*Goals*.
A – Copy out the part of the newsletter post about Twister and Twisters between "Last night, I" and "Powell’s ridiculous charm.", inclusive.
B – Answer these questions about the newsletter post on Twister and Twisters:
(i) Which burger does the writer call a more consistent version of the mediocre pizza slice?
(ii) At what screening did the writer see Twisters?
(iii) Which movie does the writer call a five-star movie?
C – Extend the newsletter post about Twister and Twisters, picking up after its final sentence.

Another Friday, another post sharing some highlights of my media consumption over the last week. But first, some housekeeping/musing. Yesterday, I published my first paid subscriber article. It was a newsletter inspired by a recent rewatch of Twister and a tweet in which I joked about it being a “five-star three-star” movie:
If you pay for a subscription, you get the article. Free subscribers are also able to claim one complimentary paid article from my newsletter, though I get it if you’d rather use that on a different post.
Without going into things too deeply (again, pay to subscribe if you like), I did want to follow-up with a further thought. After publishing the article, I got into a conversation with a user over on Bluesky, comparing my notion of the five-star three-star movie to a great mediocre slice of pizza. You know the kind. Sometimes it’s the guy slinging the pie, that older guy who’s mostly given up on life, but doesn’t seem to mind at all, and smiles brightly as he hands you that slice with slightly crusty cheese and just a bit too much poorly flavoured sauce, and it’s the best part of your day.
A more consistent and comprehensible version of the same thing is the Big Mac. A mediocre burger by any definition, but perfect at being the mediocre burger that it is, unable to transcend itself to be a great burger in any way, but sometimes all you crave in life is a Big Mac. Perhaps that makes Twister Big Mac Cinema. (I’d trademark that, but McDonald’s might not be too pleased.)
Last night, I went and saw Twisters. That movie is not quite Big Mac Cinema. It’s not a five-star three-star movie. It’s just a normal three-star movie: really fun, a little bloated in places, a little lacking in others, perhaps a bit too in love with its own dramatic emotional stakes (every movie and show these days really needs to be about trauma, eh?) It’s not even that Twisters doesn’t do anything exceptionally, because I’m not sure the original Twister does either, but it’s missing some particularly spark in the craft that would make it the perfect version of itself. A good time at the movies, though, and I recommend checking it out, particularly for Glen Powell’s ridiculous charm.
(I also got into a wild altercation with a deranged lady who’d been talking loudly throughout the entire movie and was somehow offended that I and everyone else at the 10pm IMAX screening told her to shut up. Some people do not understand how to be in public or around other people. Sad times.)
But one last thing about my nonsensical five-star three-star concept, aka Big Mac Cinema, in case it clarifies anything further for people (though it’s not clear at all): Twisters is a three-star movie. Twister is a five-star three-star movie. Speed is a five-star movie. Hope that helps.

*Given material*.
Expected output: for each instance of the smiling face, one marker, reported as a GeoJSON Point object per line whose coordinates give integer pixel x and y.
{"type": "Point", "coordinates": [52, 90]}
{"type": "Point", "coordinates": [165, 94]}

*Set of answers*.
A –
Last night, I went and saw Twisters. That movie is not quite Big Mac Cinema. It’s not a five-star three-star movie. It’s just a normal three-star movie: really fun, a little bloated in places, a little lacking in others, perhaps a bit too in love with its own dramatic emotional stakes (every movie and show these days really needs to be about trauma, eh?) It’s not even that Twisters doesn’t do anything exceptionally, because I’m not sure the original Twister does either, but it’s missing some particularly spark in the craft that would make it the perfect version of itself. A good time at the movies, though, and I recommend checking it out, particularly for Glen Powell’s ridiculous charm.

B –
(i) The Big Mac.
(ii) The 10pm IMAX screening.
(iii) Speed.

C –
Reading, Watching, Listening
“The Techies Who Lunch,” by Noelle Mateer was published this week at The Baffler, and I could not recommend the article more highly. It’s the story of Pittsburgh’s tech-fuelled gentrification, as expressed through a true oddity: an acclaimed Mexican restaurant called Duo’s Taqueria owned and housed at the Duolingo offices in the old steel town. There’s a lot in there about The Bear (apparently the company’s founder, Luis Von Ahn, loved the episode “Forks” so much that he made all his employees watch it and then do a quiz about it… Jesus), and it had me thinking about the ideas I wrote about in my own piece about the show for Defector last week, in which I questioned its relationship to fine dining, and who that kind of dining really serves. Mateer expands well beyond the scope of fine dining, toward a wider critique of urban gentrification, tech optimism and the people left behind. It’s also beautifully written. Do read it.
Kill is the new film out of India from director Nikhil Nagesh Bhat, which is currently playing in theatres and has been getting a big response from many in my circles. I headed out to see it, and while admitting it’s not the greatest thing I’ve ever seen in the post-John Wick ultra-violent action-revenge trend, it does a few pretty remarkable things. Set almost entirely on a train of sleeping cars, all the action takes place in extremely close quarters, and it’s handled so terrifically well. The choreography almost always works, both in its cleverness and the tightness with which it’s directed. It’s got a truly slimy, sadistic villain, which is always a plus. And without spoiling anything, it has maybe the best title drop I’ve seen in years. Somehow even better than RRR.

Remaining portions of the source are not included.